## Data extract
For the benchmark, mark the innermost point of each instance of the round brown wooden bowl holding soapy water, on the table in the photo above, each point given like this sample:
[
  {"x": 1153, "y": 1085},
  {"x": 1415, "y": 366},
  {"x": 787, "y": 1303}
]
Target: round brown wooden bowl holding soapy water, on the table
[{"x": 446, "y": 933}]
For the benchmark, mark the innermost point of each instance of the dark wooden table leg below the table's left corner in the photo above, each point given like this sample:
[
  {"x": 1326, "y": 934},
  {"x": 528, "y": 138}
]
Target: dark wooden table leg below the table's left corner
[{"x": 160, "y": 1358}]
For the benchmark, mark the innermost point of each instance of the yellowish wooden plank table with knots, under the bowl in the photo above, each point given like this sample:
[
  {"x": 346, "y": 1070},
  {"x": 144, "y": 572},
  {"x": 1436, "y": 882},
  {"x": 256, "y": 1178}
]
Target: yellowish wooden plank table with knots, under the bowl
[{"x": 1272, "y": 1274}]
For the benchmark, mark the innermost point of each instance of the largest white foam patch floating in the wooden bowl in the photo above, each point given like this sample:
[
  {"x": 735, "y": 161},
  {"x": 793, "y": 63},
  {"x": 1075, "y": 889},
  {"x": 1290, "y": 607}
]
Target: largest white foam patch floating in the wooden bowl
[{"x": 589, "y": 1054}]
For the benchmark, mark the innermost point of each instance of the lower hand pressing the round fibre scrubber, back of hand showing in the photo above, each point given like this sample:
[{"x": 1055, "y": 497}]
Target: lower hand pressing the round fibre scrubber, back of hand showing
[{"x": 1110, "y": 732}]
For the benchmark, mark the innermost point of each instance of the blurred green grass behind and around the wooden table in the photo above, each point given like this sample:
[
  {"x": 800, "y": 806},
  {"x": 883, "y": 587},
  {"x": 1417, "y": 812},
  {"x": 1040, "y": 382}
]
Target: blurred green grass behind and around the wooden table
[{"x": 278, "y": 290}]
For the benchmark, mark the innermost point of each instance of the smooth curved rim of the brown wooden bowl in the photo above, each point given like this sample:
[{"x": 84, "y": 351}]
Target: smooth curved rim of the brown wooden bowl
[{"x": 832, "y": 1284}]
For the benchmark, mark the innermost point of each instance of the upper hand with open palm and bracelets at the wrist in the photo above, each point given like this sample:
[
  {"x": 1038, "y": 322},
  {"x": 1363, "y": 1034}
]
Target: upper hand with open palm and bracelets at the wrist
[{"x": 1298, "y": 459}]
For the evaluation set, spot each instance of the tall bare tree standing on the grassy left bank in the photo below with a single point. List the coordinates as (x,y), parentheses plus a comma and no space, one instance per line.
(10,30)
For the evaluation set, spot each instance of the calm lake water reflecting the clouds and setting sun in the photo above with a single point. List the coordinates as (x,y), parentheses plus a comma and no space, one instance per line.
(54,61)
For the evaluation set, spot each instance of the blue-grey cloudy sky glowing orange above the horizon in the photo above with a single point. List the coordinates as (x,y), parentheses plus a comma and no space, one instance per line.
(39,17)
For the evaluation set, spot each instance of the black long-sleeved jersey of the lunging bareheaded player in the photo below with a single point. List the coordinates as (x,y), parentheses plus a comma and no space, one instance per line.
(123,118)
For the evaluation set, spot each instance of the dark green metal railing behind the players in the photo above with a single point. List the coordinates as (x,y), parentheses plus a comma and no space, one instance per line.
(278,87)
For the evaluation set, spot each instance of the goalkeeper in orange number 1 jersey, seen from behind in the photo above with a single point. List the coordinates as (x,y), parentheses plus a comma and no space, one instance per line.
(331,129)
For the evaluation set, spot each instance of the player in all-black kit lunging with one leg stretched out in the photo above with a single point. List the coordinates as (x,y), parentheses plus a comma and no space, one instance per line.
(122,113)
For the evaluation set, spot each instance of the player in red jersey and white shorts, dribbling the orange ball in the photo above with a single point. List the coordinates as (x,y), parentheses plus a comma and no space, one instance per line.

## What is being asked
Your task is to transcribe the listing above in full and exactly.

## Solution for this problem
For the benchmark, mark the innermost point of each instance of the round brown wooden bowl holding soapy water, on the table in the photo above, each point given like this sample:
[
  {"x": 1153, "y": 1085},
  {"x": 1415, "y": 366},
  {"x": 787, "y": 1303}
]
Target: round brown wooden bowl holding soapy water, on the table
[{"x": 446, "y": 933}]
For the benchmark, mark the innermost point of each instance of the dark wooden table leg below the table's left corner in the photo above, each point given like this sample:
[
  {"x": 1326, "y": 934},
  {"x": 528, "y": 138}
]
Target: dark wooden table leg below the table's left corner
[{"x": 160, "y": 1358}]
For the benchmark, mark the innermost point of each instance of the yellowish wooden plank table with knots, under the bowl in the photo above, each point given like this sample:
[
  {"x": 346, "y": 1070},
  {"x": 144, "y": 572},
  {"x": 1436, "y": 882},
  {"x": 256, "y": 1178}
]
Target: yellowish wooden plank table with knots, under the bowl
[{"x": 1272, "y": 1274}]
For the benchmark, mark the innermost point of each instance of the largest white foam patch floating in the wooden bowl in the photo above, each point given like this sample:
[
  {"x": 735, "y": 161},
  {"x": 793, "y": 63},
  {"x": 1075, "y": 889},
  {"x": 1290, "y": 607}
]
Target: largest white foam patch floating in the wooden bowl
[{"x": 589, "y": 1054}]
For the benchmark, mark the innermost point of each instance of the lower hand pressing the round fibre scrubber, back of hand showing in the photo above, each point given like this sample:
[{"x": 1055, "y": 497}]
Target: lower hand pressing the round fibre scrubber, back of hand showing
[{"x": 1110, "y": 732}]
For the benchmark, mark the innermost point of each instance of the blurred green grass behind and around the wooden table in the photo above, each point given like this sample:
[
  {"x": 800, "y": 806},
  {"x": 883, "y": 587},
  {"x": 1417, "y": 812},
  {"x": 1040, "y": 382}
]
Target: blurred green grass behind and around the wooden table
[{"x": 278, "y": 290}]
For the benchmark, mark the innermost point of each instance of the smooth curved rim of the brown wooden bowl in the photo above, each point given like this sample:
[{"x": 84, "y": 351}]
Target: smooth curved rim of the brown wooden bowl
[{"x": 832, "y": 1284}]
For the benchmark, mark the innermost point of each instance of the upper hand with open palm and bracelets at the wrist in the photo above, each point given like this sample:
[
  {"x": 1038, "y": 322},
  {"x": 1363, "y": 1034}
]
Target: upper hand with open palm and bracelets at the wrist
[{"x": 1298, "y": 459}]
For the evaluation set, spot each instance of the tall bare tree standing on the grassy left bank in the photo below with a single point. List the coordinates as (x,y), parentheses plus a comma and no space, one instance per line.
(10,30)
For the evaluation set, spot each instance of the calm lake water reflecting the clouds and setting sun in the photo above with a single point. List the coordinates as (x,y), parentheses plus a comma and no space, one instance per line.
(54,61)
For the evaluation set, spot each instance of the blue-grey cloudy sky glowing orange above the horizon in the photo above with a single point. List the coordinates as (x,y), parentheses plus a comma and no space, one instance per line.
(39,17)
For the evaluation set, spot each instance of the black long-sleeved jersey of the lunging bareheaded player in the photo below with a single point. List the coordinates as (x,y), parentheses plus a comma and no space, one instance per line.
(123,118)
For the evaluation set, spot each instance of the dark green metal railing behind the players in the photo above with a single point. List the coordinates as (x,y), parentheses plus a comma and no space, one instance per line.
(278,87)
For the evaluation set, spot each instance of the goalkeeper in orange number 1 jersey, seen from behind in the photo above with a single point. List the coordinates as (x,y), parentheses plus a comma and no space, one instance per line.
(331,129)
For the evaluation set, spot each instance of the player in all-black kit lunging with one leg stretched out in the photo above with a single point. List the coordinates as (x,y), parentheses plus a comma and no space, one instance per line.
(122,113)
For the evaluation set, spot each instance of the player in red jersey and white shorts, dribbling the orange ball in the photo above with a single point. List the coordinates as (x,y), parentheses plus a comma and no space, one instance per line.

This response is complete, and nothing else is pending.